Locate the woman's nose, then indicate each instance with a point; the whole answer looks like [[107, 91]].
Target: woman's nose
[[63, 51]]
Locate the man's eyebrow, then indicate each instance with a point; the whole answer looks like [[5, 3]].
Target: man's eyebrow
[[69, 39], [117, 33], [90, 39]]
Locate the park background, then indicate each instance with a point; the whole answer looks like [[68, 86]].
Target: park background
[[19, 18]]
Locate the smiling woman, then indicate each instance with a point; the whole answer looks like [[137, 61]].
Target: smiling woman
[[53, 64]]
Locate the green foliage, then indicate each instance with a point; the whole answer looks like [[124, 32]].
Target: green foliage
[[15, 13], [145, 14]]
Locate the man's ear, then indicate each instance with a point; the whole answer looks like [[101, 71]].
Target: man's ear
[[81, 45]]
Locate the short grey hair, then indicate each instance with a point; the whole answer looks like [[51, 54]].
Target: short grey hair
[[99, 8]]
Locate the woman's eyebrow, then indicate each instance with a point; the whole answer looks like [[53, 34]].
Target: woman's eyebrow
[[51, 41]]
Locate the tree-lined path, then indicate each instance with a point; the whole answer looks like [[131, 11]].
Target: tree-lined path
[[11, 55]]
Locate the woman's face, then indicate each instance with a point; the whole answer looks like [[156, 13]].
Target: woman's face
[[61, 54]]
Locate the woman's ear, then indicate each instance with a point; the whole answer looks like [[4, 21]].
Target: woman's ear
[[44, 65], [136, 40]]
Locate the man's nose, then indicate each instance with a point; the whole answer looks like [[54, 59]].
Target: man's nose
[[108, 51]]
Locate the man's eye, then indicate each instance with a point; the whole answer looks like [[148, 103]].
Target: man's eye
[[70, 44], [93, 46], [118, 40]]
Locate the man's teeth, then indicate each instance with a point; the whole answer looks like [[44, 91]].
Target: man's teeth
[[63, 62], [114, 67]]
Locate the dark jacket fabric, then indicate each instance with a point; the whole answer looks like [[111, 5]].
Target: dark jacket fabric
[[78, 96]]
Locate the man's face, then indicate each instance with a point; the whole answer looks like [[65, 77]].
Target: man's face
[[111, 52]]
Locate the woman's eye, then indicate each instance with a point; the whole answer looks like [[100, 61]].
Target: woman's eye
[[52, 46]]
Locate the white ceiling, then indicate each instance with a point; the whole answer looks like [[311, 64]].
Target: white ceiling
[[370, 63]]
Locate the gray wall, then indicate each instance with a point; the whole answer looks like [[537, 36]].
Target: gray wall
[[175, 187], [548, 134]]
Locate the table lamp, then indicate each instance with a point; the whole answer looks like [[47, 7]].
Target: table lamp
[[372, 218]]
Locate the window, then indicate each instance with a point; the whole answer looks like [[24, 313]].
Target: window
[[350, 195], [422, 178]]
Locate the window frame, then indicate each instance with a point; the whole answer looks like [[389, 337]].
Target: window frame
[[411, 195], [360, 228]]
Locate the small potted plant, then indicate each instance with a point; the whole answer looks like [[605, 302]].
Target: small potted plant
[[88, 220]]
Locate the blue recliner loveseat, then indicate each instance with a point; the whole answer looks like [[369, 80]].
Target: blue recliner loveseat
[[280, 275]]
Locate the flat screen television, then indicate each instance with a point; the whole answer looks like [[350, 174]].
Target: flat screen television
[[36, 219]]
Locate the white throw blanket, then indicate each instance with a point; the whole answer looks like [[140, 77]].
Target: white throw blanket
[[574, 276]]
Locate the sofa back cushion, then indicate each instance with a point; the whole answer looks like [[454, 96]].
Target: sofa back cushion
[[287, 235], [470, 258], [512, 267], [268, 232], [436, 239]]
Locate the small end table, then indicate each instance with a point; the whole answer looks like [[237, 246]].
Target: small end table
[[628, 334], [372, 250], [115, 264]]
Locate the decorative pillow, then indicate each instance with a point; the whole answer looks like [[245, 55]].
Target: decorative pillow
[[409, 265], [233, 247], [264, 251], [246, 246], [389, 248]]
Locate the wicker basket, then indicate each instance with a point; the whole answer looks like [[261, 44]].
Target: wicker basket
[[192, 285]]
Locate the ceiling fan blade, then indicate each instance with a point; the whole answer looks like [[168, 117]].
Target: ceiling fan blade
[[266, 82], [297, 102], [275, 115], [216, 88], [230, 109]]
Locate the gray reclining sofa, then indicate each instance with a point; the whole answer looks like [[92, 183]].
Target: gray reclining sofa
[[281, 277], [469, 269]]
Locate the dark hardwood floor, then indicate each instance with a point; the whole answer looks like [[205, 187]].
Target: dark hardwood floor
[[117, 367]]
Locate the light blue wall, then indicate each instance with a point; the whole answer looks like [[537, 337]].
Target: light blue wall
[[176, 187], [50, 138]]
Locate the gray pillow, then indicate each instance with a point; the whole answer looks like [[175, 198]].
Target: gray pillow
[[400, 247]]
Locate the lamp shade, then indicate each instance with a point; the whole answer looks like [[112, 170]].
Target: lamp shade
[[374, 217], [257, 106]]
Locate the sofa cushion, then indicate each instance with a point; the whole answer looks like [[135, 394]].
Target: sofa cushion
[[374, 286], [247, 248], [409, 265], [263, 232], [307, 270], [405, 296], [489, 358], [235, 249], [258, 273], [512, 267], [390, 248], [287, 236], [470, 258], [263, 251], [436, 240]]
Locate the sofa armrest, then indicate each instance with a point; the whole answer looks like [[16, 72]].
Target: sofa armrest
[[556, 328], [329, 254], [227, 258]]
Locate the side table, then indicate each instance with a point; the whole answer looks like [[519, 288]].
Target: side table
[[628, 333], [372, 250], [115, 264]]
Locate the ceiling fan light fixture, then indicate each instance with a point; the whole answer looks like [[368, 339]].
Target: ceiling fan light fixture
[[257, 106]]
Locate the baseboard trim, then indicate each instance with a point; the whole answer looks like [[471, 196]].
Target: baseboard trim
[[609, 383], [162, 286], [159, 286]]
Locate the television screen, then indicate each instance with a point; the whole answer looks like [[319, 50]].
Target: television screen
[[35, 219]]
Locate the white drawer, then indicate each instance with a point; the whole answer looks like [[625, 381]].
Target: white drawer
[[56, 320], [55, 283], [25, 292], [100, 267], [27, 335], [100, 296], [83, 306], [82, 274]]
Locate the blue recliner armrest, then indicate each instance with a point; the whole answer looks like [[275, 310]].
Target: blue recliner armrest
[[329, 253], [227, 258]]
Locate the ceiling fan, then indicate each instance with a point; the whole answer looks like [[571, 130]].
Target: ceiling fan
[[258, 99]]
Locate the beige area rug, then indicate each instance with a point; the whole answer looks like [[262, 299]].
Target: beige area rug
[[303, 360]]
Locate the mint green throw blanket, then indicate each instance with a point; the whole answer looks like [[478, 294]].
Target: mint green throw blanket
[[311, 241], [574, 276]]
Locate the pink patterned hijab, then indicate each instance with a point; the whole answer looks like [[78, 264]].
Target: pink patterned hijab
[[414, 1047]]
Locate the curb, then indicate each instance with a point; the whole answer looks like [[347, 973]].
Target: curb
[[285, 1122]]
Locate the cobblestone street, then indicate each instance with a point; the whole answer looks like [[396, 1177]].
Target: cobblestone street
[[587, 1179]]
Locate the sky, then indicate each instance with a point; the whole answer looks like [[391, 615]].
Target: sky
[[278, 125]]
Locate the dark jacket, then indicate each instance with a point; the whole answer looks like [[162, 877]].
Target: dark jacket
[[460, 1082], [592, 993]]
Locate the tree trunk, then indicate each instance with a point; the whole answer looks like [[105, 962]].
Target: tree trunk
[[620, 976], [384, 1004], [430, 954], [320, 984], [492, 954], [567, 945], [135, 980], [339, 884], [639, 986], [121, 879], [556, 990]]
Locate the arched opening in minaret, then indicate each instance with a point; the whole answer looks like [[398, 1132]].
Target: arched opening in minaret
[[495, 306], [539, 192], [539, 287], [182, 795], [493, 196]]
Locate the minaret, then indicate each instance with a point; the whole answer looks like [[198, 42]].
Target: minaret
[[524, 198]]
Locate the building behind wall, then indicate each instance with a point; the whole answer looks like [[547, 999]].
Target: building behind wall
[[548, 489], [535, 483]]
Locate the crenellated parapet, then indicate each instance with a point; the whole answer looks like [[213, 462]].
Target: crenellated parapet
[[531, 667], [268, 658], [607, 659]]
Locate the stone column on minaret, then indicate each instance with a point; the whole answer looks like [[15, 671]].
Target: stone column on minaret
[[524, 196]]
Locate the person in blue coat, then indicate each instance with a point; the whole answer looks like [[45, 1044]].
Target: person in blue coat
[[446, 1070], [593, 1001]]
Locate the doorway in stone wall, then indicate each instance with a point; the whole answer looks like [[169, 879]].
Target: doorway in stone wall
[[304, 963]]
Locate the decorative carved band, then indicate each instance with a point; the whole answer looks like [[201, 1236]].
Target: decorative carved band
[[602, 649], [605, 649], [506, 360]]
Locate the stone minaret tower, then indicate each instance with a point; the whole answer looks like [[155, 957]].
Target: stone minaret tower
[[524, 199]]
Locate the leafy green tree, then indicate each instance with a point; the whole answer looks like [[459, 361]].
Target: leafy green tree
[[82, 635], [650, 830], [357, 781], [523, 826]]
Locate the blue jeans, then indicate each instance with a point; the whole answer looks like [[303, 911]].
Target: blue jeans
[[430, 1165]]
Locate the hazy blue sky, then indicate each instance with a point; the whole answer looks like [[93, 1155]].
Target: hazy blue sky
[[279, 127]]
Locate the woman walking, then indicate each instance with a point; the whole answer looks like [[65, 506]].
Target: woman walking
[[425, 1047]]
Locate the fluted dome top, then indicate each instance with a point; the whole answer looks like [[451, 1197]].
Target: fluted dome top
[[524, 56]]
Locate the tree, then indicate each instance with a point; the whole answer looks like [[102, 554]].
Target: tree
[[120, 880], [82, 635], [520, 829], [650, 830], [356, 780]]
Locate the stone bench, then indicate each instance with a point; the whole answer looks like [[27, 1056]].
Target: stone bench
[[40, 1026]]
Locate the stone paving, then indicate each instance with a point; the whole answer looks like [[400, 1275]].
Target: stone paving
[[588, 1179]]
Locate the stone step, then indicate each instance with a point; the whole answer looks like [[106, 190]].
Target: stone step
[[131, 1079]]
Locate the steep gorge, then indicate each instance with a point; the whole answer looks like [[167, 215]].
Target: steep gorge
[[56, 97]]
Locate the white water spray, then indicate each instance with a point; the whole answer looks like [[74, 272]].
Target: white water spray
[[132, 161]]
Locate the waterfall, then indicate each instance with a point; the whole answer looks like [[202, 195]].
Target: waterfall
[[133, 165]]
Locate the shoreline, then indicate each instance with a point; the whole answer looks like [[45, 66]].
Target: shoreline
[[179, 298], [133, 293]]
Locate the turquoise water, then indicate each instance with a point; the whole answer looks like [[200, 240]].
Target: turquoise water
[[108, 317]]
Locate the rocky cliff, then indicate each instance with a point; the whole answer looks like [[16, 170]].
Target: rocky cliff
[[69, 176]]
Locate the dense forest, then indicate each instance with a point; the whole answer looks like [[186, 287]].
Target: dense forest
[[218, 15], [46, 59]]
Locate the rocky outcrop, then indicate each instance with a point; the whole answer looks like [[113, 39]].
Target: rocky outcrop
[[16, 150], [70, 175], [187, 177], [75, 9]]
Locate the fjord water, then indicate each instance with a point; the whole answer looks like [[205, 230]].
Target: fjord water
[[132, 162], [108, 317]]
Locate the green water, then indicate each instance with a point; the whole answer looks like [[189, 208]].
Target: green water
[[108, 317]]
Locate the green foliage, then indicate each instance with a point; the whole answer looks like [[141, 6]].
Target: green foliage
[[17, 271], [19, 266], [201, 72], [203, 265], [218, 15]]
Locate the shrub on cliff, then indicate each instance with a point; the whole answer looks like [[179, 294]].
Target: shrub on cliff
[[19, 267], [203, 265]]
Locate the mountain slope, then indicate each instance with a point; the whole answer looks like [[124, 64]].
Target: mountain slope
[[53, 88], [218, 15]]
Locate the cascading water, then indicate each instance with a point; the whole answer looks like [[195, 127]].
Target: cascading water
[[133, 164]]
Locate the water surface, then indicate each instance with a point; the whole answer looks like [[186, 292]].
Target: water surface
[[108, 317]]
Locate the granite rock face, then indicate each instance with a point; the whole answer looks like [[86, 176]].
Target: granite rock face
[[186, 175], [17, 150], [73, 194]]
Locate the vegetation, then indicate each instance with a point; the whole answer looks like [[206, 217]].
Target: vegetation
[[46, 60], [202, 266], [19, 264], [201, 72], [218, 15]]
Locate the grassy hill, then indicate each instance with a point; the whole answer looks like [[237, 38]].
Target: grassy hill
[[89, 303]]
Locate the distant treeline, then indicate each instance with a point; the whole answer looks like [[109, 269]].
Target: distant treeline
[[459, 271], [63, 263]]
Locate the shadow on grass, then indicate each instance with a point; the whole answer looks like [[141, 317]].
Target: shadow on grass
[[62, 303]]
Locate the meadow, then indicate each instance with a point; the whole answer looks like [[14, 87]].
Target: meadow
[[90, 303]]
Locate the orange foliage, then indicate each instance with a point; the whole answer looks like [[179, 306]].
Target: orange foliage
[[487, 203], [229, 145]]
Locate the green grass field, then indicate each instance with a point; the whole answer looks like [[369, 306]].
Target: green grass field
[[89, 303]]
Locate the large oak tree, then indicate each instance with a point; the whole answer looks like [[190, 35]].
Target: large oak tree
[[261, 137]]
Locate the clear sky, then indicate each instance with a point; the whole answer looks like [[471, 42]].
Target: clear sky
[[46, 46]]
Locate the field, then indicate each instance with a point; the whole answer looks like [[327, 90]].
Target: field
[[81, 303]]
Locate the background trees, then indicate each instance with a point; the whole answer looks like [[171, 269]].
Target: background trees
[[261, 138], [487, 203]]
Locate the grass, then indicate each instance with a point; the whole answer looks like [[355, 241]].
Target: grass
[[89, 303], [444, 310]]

■ **What you are asked to do**:
Starting with the line that contains "Locate the woman's eye, then" and going on through the line that contains "[[287, 235], [470, 258], [512, 267], [268, 232], [436, 239]]", rewrite the data with "gray wall" changed to "beige wall" and everything else left as it is. Return only those lines.

■ **Full solution**:
Locate the woman's eye, then indicate each instance with a point; the whole answer looks like [[100, 61]].
Target: woman's eye
[[52, 46]]
Locate the white ceiling, then indicate each instance with a point; the whole answer looks like [[311, 64]].
Target: white ceiling
[[370, 63]]
Locate the beige wall, then indicate each instance with a point; the whole answer looks like [[537, 36]].
Target: beige wall
[[175, 187], [548, 134]]
Locate the table lamp, then indicate each instance with a point; the whole answer looks like [[47, 7]].
Target: table lamp
[[372, 218]]
Locate the window, then indicate each instance with a point; the whole answer looks like [[24, 313]].
Target: window
[[350, 195], [422, 178]]
Locate the window frame, then indicate each instance with a point; the whole answer looks like [[389, 337]].
Target: window frame
[[411, 195], [360, 228]]
Locate the small potted plant, then indicate each instance with a point; the whole answer looks like [[605, 302]].
Target: small potted plant
[[88, 220]]
Locate the blue recliner loveseat, then indicate each instance with a point; the whole answer looks like [[369, 80]].
Target: blue recliner loveseat
[[280, 275]]
Locate the flat screen television, then indicate each instance with a point; the whole answer looks like [[350, 174]].
Target: flat screen television
[[36, 219]]
Locate the white throw blanket, then indicate each instance with a point; the whole answer looks like [[140, 77]].
Target: white throw blanket
[[574, 276]]
Locate the sofa back cushion, then indicate each instance with a point; the whole answer looks like [[454, 96]].
Target: sofa back cushion
[[287, 235], [470, 258], [512, 267], [268, 232], [436, 239]]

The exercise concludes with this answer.